→ Exercise instructions: Write all of the entries out again exactly.

Natural-language object grounding data:
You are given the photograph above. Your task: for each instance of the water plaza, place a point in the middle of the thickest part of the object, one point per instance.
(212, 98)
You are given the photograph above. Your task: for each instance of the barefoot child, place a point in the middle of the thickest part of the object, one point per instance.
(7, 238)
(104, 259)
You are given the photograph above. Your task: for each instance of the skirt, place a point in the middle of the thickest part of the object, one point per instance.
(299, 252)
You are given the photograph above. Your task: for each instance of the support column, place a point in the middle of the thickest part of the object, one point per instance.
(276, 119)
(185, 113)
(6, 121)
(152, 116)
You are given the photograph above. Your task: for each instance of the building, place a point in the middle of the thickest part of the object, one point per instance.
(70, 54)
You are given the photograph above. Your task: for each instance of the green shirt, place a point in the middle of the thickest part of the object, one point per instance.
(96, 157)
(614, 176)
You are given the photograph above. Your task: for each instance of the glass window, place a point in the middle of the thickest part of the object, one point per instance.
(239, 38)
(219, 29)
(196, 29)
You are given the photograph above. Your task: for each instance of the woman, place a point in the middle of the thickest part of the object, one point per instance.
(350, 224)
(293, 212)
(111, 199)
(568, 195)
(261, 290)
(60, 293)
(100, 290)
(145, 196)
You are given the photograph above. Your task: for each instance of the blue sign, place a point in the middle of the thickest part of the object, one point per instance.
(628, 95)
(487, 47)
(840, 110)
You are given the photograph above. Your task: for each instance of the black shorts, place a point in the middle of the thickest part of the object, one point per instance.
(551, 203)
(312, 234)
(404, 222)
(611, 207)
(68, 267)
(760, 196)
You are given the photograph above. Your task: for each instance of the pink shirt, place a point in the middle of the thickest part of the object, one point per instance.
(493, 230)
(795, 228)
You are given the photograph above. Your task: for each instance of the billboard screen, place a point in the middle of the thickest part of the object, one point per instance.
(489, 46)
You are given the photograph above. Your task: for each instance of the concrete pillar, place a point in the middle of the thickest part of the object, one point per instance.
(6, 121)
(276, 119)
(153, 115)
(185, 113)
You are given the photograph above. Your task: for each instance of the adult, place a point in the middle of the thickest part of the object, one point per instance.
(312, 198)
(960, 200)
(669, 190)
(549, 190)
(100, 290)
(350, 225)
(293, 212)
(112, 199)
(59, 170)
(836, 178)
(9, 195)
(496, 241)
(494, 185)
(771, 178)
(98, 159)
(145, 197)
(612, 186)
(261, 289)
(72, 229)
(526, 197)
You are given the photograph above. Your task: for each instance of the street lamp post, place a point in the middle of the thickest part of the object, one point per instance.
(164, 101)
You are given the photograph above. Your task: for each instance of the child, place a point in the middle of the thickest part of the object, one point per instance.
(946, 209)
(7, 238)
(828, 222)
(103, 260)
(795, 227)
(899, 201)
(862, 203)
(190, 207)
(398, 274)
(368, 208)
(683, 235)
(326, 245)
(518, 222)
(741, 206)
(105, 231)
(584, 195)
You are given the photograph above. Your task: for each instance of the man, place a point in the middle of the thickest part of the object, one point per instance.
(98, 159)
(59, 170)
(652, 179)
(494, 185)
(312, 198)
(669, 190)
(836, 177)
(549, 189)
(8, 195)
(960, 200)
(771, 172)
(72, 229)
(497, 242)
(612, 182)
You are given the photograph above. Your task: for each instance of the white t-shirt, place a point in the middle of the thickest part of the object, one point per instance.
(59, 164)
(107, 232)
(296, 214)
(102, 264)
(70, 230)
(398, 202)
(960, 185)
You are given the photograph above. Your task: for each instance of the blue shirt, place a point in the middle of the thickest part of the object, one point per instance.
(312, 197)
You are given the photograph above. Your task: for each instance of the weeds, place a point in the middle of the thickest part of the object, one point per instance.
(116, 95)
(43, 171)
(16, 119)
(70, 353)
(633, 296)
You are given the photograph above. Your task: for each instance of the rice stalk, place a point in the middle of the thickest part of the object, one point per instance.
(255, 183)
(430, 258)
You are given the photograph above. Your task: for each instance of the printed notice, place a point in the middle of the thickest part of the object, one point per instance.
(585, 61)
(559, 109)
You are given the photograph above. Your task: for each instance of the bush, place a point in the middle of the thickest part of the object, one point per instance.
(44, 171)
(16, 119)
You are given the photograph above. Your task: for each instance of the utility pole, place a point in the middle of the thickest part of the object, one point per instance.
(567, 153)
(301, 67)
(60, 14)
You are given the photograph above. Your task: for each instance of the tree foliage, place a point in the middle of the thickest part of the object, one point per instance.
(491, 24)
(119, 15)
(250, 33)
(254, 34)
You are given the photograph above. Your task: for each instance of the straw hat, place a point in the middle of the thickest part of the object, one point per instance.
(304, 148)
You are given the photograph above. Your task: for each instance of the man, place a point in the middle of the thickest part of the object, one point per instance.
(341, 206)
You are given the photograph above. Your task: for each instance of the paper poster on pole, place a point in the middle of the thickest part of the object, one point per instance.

→ Exercise solution:
You are given the photograph above. Your task: for each instance of the water plaza, place a point in the middle of the thickest part of the object, one point per instance.
(212, 98)
You are given the photograph above. Your task: for each instance of the barefoot child, place a point in the middle of the thickest part of the object, one point per instance.
(7, 238)
(104, 259)
You are given the photograph above. Your task: for each instance of the skirt, place a point in the middle of the thickest part of the object, one point per instance.
(299, 252)
You are given the photograph above. Your task: for each instance of the support column, place a point in the middle of the thickest part of the object, one point per instance.
(276, 119)
(185, 113)
(6, 121)
(152, 116)
You are given the photograph above. Your task: for each instance of the building, place a point in the middle of the thickest part of the object, one point per instance.
(70, 54)
You are given the photograph above. Your task: for each instance of the green shirt, place a point in the middle of the thickest part of the object, one point per instance.
(96, 157)
(614, 176)
You are given the photograph above. Your task: for each instance of the glass window, place a point in the middle of the thickest part of the object, one point per instance.
(239, 38)
(219, 29)
(196, 29)
You are given the photograph above. Your task: for each instance of the woman, place a point in the middle of the thickest part of the object, one point per instance.
(350, 224)
(293, 212)
(111, 199)
(568, 195)
(261, 290)
(60, 293)
(100, 290)
(145, 196)
You are given the photograph above. Your task: for each instance of the blue sign, place a point in the middle of the thickest part of the object, one point per instance.
(628, 95)
(487, 47)
(840, 110)
You are given the photograph above. Your task: for each instance of the black shorts, place a point in the middle of the thickest part of the object, one point per instance.
(551, 203)
(312, 234)
(404, 222)
(611, 207)
(68, 267)
(760, 196)
You are given the photograph above. Your task: for each instance of the pink shirt, place a point in the middle of the thickest part of the object, one point per instance.
(493, 230)
(795, 228)
You are given the photograph above. Your task: for each instance of the billboard screen, place a point in the middle of the thickest part of the object, one point per instance.
(489, 46)
You are given the photograph above. Your task: for each instance of the concrete pillar, place a point in the middle of the thickest part of the object, one point per instance.
(6, 121)
(276, 119)
(153, 115)
(185, 113)
You are given the photograph above. Your task: for each instance of the adult, place a point in the middle of the thickest part of the object, one point per instance.
(312, 198)
(960, 200)
(669, 190)
(549, 190)
(100, 290)
(350, 225)
(293, 212)
(112, 199)
(59, 170)
(836, 178)
(9, 195)
(496, 241)
(494, 185)
(771, 178)
(98, 159)
(145, 197)
(612, 186)
(261, 289)
(72, 229)
(526, 197)
You are given the photograph above. Your task: for each instance of the street lamp post, place a point in the middle of the thickest part of the object, one point per instance.
(164, 101)
You are given the photograph above. Your task: for each instance of the child, place a point in the middle of the thickest part of the object, one point per instance.
(946, 209)
(7, 238)
(828, 222)
(103, 260)
(795, 227)
(899, 201)
(862, 203)
(190, 207)
(398, 274)
(368, 208)
(683, 235)
(326, 245)
(518, 222)
(741, 206)
(105, 231)
(584, 195)
You are given the photograph above. Your task: for each instance of the man, place a point in the middle of the thickest part of the object, one point per instance.
(98, 159)
(59, 170)
(652, 179)
(494, 185)
(312, 198)
(669, 190)
(836, 177)
(549, 189)
(8, 195)
(960, 200)
(771, 172)
(72, 229)
(497, 242)
(612, 182)
You are given the photograph above. Your task: for each instance of the white t-shirt, place a point in the middle of the thickest part of the object, one point per instance.
(59, 164)
(107, 232)
(296, 214)
(102, 264)
(70, 230)
(398, 202)
(960, 185)
You are given the photograph above. Your task: for each instance of the blue shirt, place a point in the middle of the thickest part of the object, one point per instance.
(312, 197)
You are given the photograph above. Your task: for each instance of the weeds, place a point in the middle of the thickest part of the object, one point per instance.
(116, 95)
(43, 171)
(16, 119)
(70, 353)
(633, 296)
You are given the photograph above. Your task: for each instance of the rice stalk, place a point in the middle of the thickest part of the object, one point per instance.
(255, 183)
(430, 258)
You are given the photograph above. Your task: for each instance of the printed notice, place a point in the middle of the thickest part of the object, one point per instance.
(585, 61)
(559, 109)
You are given the photograph above. Your task: for each instance of the bush, place a point in the middle of the thickest part of the object, one point per instance.
(44, 171)
(16, 119)
You are given the photograph above. Your task: for each instance of the utility pole, place a point in the middle of the thickest part of the object, one point per instance.
(567, 153)
(301, 67)
(60, 14)
You are given the photograph above. Your task: for each instance of the tree foliage, place a point in the middle of the thickest part of the object, one point per instance.
(491, 24)
(119, 15)
(250, 33)
(254, 34)
You are given the photograph above. Your task: for each instance of the straw hat, place a point in the middle of the thickest part of the object, one point per instance.
(304, 148)
You are given the photograph above. Your task: for each instance of the man, place a point in the middle of the thickest part of the object, one point per instance.
(341, 206)
You are given the photograph above. Your task: for each instance of the paper poster on pole, place a point in the middle of the thickest part of the object, one point per instance.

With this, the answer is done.